-------- Kutipan dokumen

Sumber foto: sesawi.net, dari Kompas
Romo
Franz Magnis – Suseno, dalam tulisannya di Koran Kompas tanggal 12 Maret 2019 mengemukakan
pendapatnya bahwa harus ada alasan sah untuk tidak memilih (golput), misalnya
karena TPS terlalu jauh maka biaya untuk ikut memilih menjadi mahal, atau
karena harus merawat seseorang yang tidak dapat ditinggalkan. Jika Anda tidak
mempunyai alasan yang sah untuk golput, maka Anda mungkin bodoh, atau berwatak
benalu, kurang sedap, atau secara mental tidak stabil, Anda seorang
psyco-freak.

----------------
-------- Kumpulan catatan

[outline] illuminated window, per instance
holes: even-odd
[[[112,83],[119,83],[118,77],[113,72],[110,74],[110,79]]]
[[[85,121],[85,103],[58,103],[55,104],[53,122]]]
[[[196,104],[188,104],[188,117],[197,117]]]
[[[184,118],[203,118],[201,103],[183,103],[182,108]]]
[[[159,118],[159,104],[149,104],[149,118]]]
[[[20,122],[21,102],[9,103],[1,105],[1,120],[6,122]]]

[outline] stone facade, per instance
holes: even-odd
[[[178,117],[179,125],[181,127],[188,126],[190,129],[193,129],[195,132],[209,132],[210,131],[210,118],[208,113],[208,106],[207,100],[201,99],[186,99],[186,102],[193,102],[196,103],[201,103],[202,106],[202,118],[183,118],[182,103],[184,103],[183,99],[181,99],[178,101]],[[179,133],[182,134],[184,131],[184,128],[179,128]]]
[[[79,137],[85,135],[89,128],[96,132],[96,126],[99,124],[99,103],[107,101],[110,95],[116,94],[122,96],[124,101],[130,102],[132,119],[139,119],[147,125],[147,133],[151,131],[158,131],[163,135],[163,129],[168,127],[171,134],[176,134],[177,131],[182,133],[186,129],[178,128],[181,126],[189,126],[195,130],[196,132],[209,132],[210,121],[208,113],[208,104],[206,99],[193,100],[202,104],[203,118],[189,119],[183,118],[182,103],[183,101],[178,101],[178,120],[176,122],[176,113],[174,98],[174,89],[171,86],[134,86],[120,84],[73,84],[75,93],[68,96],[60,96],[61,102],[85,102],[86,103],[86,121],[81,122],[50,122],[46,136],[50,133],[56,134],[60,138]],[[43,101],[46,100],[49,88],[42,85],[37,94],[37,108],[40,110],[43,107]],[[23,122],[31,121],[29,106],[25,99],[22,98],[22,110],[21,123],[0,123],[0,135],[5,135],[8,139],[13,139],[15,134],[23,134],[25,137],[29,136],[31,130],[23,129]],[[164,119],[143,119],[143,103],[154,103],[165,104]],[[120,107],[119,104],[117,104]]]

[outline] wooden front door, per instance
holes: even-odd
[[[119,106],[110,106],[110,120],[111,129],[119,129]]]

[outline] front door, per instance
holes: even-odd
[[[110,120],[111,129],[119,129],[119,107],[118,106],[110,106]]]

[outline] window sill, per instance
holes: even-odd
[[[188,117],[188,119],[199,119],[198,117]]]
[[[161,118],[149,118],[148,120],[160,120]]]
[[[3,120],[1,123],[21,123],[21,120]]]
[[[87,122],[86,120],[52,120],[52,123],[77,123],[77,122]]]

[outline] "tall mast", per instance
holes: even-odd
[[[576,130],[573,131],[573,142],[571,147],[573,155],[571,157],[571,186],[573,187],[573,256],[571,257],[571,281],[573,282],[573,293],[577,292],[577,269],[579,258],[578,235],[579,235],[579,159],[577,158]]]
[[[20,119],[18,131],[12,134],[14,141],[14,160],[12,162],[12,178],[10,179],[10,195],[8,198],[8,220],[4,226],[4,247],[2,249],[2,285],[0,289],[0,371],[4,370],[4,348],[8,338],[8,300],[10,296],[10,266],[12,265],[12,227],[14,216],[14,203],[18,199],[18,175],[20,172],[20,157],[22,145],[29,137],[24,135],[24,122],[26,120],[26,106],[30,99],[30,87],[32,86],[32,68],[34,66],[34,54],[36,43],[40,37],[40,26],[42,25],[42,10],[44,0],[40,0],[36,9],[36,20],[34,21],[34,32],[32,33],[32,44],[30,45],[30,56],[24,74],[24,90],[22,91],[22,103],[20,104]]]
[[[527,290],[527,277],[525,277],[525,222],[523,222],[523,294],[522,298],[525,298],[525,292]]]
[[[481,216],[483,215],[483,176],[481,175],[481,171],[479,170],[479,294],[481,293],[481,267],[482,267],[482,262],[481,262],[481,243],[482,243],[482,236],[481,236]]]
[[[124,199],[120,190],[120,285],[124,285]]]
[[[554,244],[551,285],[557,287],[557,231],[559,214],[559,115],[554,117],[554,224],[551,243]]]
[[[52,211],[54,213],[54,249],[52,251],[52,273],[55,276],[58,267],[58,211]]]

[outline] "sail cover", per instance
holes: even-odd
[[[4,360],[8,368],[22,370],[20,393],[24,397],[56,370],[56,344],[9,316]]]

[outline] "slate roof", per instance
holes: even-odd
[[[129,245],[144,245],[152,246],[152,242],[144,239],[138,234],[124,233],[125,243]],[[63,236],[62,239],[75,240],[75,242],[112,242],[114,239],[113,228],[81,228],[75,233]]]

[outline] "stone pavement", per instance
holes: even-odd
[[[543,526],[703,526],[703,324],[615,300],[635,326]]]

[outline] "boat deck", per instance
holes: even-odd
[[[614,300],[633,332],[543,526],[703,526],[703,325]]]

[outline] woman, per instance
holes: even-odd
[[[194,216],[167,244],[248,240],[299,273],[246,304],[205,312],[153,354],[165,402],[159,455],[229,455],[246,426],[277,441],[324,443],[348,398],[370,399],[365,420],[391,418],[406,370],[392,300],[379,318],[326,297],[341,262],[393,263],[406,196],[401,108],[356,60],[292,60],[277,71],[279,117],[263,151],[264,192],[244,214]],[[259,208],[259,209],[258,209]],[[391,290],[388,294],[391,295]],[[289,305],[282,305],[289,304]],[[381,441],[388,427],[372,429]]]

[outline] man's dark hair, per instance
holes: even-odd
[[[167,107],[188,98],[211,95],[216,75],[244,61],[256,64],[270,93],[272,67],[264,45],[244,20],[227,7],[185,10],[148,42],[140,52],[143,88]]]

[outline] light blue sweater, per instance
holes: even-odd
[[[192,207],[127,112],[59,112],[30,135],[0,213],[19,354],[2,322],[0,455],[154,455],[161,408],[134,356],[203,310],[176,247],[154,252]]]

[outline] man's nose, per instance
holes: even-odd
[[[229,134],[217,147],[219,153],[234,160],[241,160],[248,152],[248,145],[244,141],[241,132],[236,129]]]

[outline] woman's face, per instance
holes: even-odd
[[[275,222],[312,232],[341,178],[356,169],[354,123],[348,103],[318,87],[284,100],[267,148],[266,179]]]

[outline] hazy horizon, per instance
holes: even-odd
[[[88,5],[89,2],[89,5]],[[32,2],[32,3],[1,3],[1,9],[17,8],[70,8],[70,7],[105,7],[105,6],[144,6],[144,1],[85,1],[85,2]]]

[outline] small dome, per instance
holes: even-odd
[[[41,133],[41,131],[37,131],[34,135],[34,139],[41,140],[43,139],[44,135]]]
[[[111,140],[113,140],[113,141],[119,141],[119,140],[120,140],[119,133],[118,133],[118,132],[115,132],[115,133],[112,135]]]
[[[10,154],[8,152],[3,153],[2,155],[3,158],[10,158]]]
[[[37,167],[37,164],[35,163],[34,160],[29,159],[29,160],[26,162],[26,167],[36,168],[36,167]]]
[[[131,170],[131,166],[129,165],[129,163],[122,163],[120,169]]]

----------------

Tujuan:
Jawablah pertanyaan berikut berdasarkan kutipan dokumen tentang golput di atas.
1. Di koran apa dan pada tanggal berapa tulisan Romo Franz Magnis – Suseno dimuat?
2. Apa dua contoh alasan sah untuk golput yang disebutkan?
3. Dari mana sumber foto kutipan itu?

Hasil berikut:
1. Di Koran Kompas, tanggal 12 Maret 2019.
2. TPS terlalu jauh sehingga biaya untuk ikut memilih menjadi mahal, dan harus merawat seseorang yang tidak dapat ditinggalkan.
3. Dari sesawi.net, dari Kompas.